→ **TASK PROMPT**
Only the lines from the one containing "Detect paved plaza." through the end of the data below are to be repeated, exactly as given, without pictures.

→ **DATA SUPPLIED**
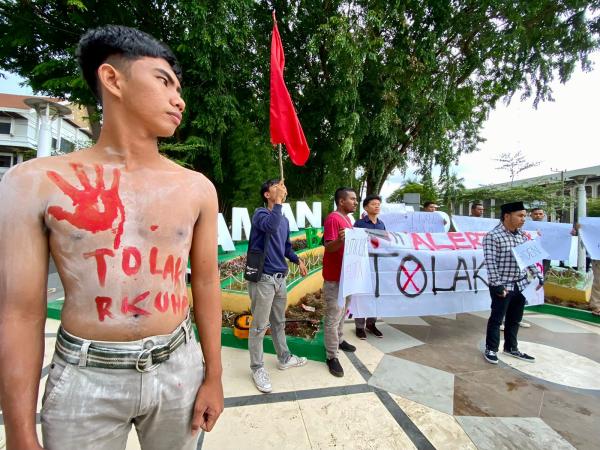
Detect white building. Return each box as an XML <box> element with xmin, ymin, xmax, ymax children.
<box><xmin>456</xmin><ymin>165</ymin><xmax>600</xmax><ymax>223</ymax></box>
<box><xmin>0</xmin><ymin>93</ymin><xmax>93</xmax><ymax>179</ymax></box>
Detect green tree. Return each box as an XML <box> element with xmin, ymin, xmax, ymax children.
<box><xmin>299</xmin><ymin>1</ymin><xmax>600</xmax><ymax>194</ymax></box>
<box><xmin>458</xmin><ymin>182</ymin><xmax>568</xmax><ymax>217</ymax></box>
<box><xmin>588</xmin><ymin>198</ymin><xmax>600</xmax><ymax>217</ymax></box>
<box><xmin>440</xmin><ymin>170</ymin><xmax>466</xmax><ymax>212</ymax></box>
<box><xmin>387</xmin><ymin>178</ymin><xmax>439</xmax><ymax>204</ymax></box>
<box><xmin>2</xmin><ymin>0</ymin><xmax>599</xmax><ymax>207</ymax></box>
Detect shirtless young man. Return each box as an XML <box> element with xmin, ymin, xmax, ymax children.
<box><xmin>0</xmin><ymin>26</ymin><xmax>223</xmax><ymax>450</ymax></box>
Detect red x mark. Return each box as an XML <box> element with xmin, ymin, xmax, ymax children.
<box><xmin>401</xmin><ymin>264</ymin><xmax>423</xmax><ymax>292</ymax></box>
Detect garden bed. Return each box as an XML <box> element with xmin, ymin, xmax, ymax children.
<box><xmin>221</xmin><ymin>289</ymin><xmax>325</xmax><ymax>339</ymax></box>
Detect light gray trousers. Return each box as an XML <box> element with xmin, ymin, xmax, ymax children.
<box><xmin>248</xmin><ymin>274</ymin><xmax>291</xmax><ymax>371</ymax></box>
<box><xmin>323</xmin><ymin>281</ymin><xmax>350</xmax><ymax>359</ymax></box>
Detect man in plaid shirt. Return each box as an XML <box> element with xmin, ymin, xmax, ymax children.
<box><xmin>482</xmin><ymin>202</ymin><xmax>544</xmax><ymax>364</ymax></box>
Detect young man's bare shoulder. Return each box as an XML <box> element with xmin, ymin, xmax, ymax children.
<box><xmin>164</xmin><ymin>161</ymin><xmax>216</xmax><ymax>198</ymax></box>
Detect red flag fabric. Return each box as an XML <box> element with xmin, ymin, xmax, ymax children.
<box><xmin>270</xmin><ymin>13</ymin><xmax>310</xmax><ymax>166</ymax></box>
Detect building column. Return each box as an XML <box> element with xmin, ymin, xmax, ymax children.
<box><xmin>490</xmin><ymin>199</ymin><xmax>495</xmax><ymax>219</ymax></box>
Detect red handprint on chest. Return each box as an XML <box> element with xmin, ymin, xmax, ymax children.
<box><xmin>47</xmin><ymin>163</ymin><xmax>126</xmax><ymax>249</ymax></box>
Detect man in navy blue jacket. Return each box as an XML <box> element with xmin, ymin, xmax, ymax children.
<box><xmin>353</xmin><ymin>195</ymin><xmax>385</xmax><ymax>339</ymax></box>
<box><xmin>247</xmin><ymin>179</ymin><xmax>308</xmax><ymax>393</ymax></box>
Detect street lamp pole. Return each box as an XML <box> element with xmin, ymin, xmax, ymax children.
<box><xmin>569</xmin><ymin>174</ymin><xmax>592</xmax><ymax>271</ymax></box>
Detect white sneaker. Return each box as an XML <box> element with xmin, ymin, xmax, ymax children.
<box><xmin>0</xmin><ymin>427</ymin><xmax>5</xmax><ymax>449</ymax></box>
<box><xmin>277</xmin><ymin>354</ymin><xmax>308</xmax><ymax>370</ymax></box>
<box><xmin>500</xmin><ymin>323</ymin><xmax>505</xmax><ymax>331</ymax></box>
<box><xmin>519</xmin><ymin>321</ymin><xmax>531</xmax><ymax>328</ymax></box>
<box><xmin>252</xmin><ymin>367</ymin><xmax>272</xmax><ymax>393</ymax></box>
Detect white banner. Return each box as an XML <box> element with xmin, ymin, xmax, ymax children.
<box><xmin>522</xmin><ymin>220</ymin><xmax>573</xmax><ymax>260</ymax></box>
<box><xmin>579</xmin><ymin>217</ymin><xmax>600</xmax><ymax>260</ymax></box>
<box><xmin>379</xmin><ymin>211</ymin><xmax>445</xmax><ymax>233</ymax></box>
<box><xmin>340</xmin><ymin>228</ymin><xmax>373</xmax><ymax>300</ymax></box>
<box><xmin>341</xmin><ymin>230</ymin><xmax>544</xmax><ymax>318</ymax></box>
<box><xmin>511</xmin><ymin>239</ymin><xmax>549</xmax><ymax>270</ymax></box>
<box><xmin>451</xmin><ymin>215</ymin><xmax>498</xmax><ymax>232</ymax></box>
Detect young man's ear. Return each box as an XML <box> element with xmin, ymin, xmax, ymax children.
<box><xmin>97</xmin><ymin>63</ymin><xmax>125</xmax><ymax>100</ymax></box>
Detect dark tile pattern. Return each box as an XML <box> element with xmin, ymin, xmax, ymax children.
<box><xmin>387</xmin><ymin>313</ymin><xmax>600</xmax><ymax>450</ymax></box>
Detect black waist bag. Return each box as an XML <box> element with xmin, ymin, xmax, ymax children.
<box><xmin>244</xmin><ymin>231</ymin><xmax>272</xmax><ymax>282</ymax></box>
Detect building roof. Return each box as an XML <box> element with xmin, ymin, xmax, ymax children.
<box><xmin>0</xmin><ymin>92</ymin><xmax>92</xmax><ymax>135</ymax></box>
<box><xmin>0</xmin><ymin>92</ymin><xmax>61</xmax><ymax>110</ymax></box>
<box><xmin>480</xmin><ymin>165</ymin><xmax>600</xmax><ymax>189</ymax></box>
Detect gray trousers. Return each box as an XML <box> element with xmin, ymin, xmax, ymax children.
<box><xmin>41</xmin><ymin>319</ymin><xmax>203</xmax><ymax>450</ymax></box>
<box><xmin>248</xmin><ymin>274</ymin><xmax>291</xmax><ymax>371</ymax></box>
<box><xmin>591</xmin><ymin>260</ymin><xmax>600</xmax><ymax>311</ymax></box>
<box><xmin>323</xmin><ymin>281</ymin><xmax>350</xmax><ymax>359</ymax></box>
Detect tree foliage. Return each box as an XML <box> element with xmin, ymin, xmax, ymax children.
<box><xmin>387</xmin><ymin>178</ymin><xmax>439</xmax><ymax>204</ymax></box>
<box><xmin>458</xmin><ymin>182</ymin><xmax>570</xmax><ymax>217</ymax></box>
<box><xmin>588</xmin><ymin>198</ymin><xmax>600</xmax><ymax>217</ymax></box>
<box><xmin>1</xmin><ymin>0</ymin><xmax>599</xmax><ymax>211</ymax></box>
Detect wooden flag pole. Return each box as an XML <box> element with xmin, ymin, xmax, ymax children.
<box><xmin>278</xmin><ymin>143</ymin><xmax>284</xmax><ymax>181</ymax></box>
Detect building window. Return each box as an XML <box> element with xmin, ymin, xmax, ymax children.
<box><xmin>0</xmin><ymin>153</ymin><xmax>13</xmax><ymax>168</ymax></box>
<box><xmin>59</xmin><ymin>138</ymin><xmax>75</xmax><ymax>153</ymax></box>
<box><xmin>52</xmin><ymin>138</ymin><xmax>57</xmax><ymax>150</ymax></box>
<box><xmin>0</xmin><ymin>121</ymin><xmax>11</xmax><ymax>134</ymax></box>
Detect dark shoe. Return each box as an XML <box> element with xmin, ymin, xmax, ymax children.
<box><xmin>366</xmin><ymin>324</ymin><xmax>383</xmax><ymax>338</ymax></box>
<box><xmin>326</xmin><ymin>358</ymin><xmax>344</xmax><ymax>377</ymax></box>
<box><xmin>356</xmin><ymin>328</ymin><xmax>367</xmax><ymax>340</ymax></box>
<box><xmin>503</xmin><ymin>349</ymin><xmax>535</xmax><ymax>362</ymax></box>
<box><xmin>483</xmin><ymin>349</ymin><xmax>498</xmax><ymax>364</ymax></box>
<box><xmin>339</xmin><ymin>340</ymin><xmax>356</xmax><ymax>352</ymax></box>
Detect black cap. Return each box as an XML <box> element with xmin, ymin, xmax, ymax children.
<box><xmin>500</xmin><ymin>202</ymin><xmax>526</xmax><ymax>215</ymax></box>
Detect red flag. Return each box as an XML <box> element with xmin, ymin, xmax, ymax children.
<box><xmin>270</xmin><ymin>12</ymin><xmax>310</xmax><ymax>166</ymax></box>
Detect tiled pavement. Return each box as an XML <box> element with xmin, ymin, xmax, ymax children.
<box><xmin>1</xmin><ymin>311</ymin><xmax>599</xmax><ymax>449</ymax></box>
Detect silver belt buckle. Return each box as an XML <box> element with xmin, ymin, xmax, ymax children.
<box><xmin>135</xmin><ymin>343</ymin><xmax>168</xmax><ymax>373</ymax></box>
<box><xmin>274</xmin><ymin>273</ymin><xmax>284</xmax><ymax>280</ymax></box>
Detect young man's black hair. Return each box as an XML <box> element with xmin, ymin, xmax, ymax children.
<box><xmin>423</xmin><ymin>201</ymin><xmax>436</xmax><ymax>208</ymax></box>
<box><xmin>260</xmin><ymin>178</ymin><xmax>281</xmax><ymax>203</ymax></box>
<box><xmin>471</xmin><ymin>202</ymin><xmax>483</xmax><ymax>208</ymax></box>
<box><xmin>362</xmin><ymin>194</ymin><xmax>381</xmax><ymax>208</ymax></box>
<box><xmin>334</xmin><ymin>187</ymin><xmax>356</xmax><ymax>206</ymax></box>
<box><xmin>76</xmin><ymin>25</ymin><xmax>182</xmax><ymax>101</ymax></box>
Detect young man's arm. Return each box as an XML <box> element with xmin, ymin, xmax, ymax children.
<box><xmin>253</xmin><ymin>204</ymin><xmax>283</xmax><ymax>233</ymax></box>
<box><xmin>189</xmin><ymin>180</ymin><xmax>223</xmax><ymax>434</ymax></box>
<box><xmin>324</xmin><ymin>216</ymin><xmax>345</xmax><ymax>253</ymax></box>
<box><xmin>0</xmin><ymin>167</ymin><xmax>48</xmax><ymax>449</ymax></box>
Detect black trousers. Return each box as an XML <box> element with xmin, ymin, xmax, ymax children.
<box><xmin>485</xmin><ymin>287</ymin><xmax>526</xmax><ymax>352</ymax></box>
<box><xmin>355</xmin><ymin>317</ymin><xmax>376</xmax><ymax>329</ymax></box>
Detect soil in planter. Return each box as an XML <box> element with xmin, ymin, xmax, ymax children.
<box><xmin>221</xmin><ymin>289</ymin><xmax>325</xmax><ymax>340</ymax></box>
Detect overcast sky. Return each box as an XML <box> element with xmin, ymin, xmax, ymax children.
<box><xmin>3</xmin><ymin>52</ymin><xmax>600</xmax><ymax>200</ymax></box>
<box><xmin>382</xmin><ymin>51</ymin><xmax>600</xmax><ymax>199</ymax></box>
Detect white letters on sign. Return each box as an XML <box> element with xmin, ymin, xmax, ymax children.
<box><xmin>296</xmin><ymin>201</ymin><xmax>322</xmax><ymax>228</ymax></box>
<box><xmin>217</xmin><ymin>213</ymin><xmax>235</xmax><ymax>251</ymax></box>
<box><xmin>231</xmin><ymin>207</ymin><xmax>252</xmax><ymax>241</ymax></box>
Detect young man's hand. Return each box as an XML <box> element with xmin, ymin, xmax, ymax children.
<box><xmin>191</xmin><ymin>377</ymin><xmax>224</xmax><ymax>434</ymax></box>
<box><xmin>299</xmin><ymin>259</ymin><xmax>308</xmax><ymax>277</ymax></box>
<box><xmin>273</xmin><ymin>182</ymin><xmax>287</xmax><ymax>204</ymax></box>
<box><xmin>337</xmin><ymin>228</ymin><xmax>346</xmax><ymax>242</ymax></box>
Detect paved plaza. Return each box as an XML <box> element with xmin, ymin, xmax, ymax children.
<box><xmin>1</xmin><ymin>308</ymin><xmax>599</xmax><ymax>450</ymax></box>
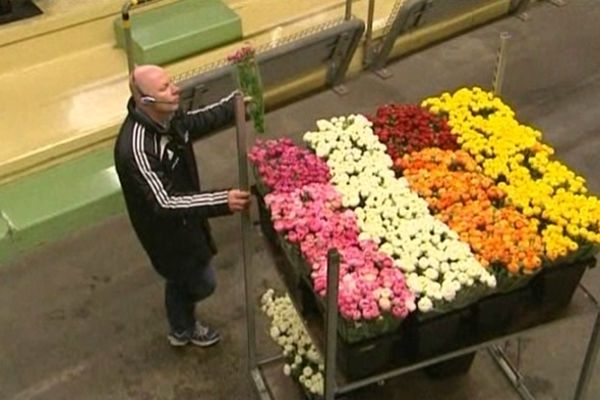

→ **OUTPUT BELOW**
Detect paved plaza. Return each box as an XML <box> element with xmin, ymin, xmax, ymax children.
<box><xmin>1</xmin><ymin>308</ymin><xmax>599</xmax><ymax>450</ymax></box>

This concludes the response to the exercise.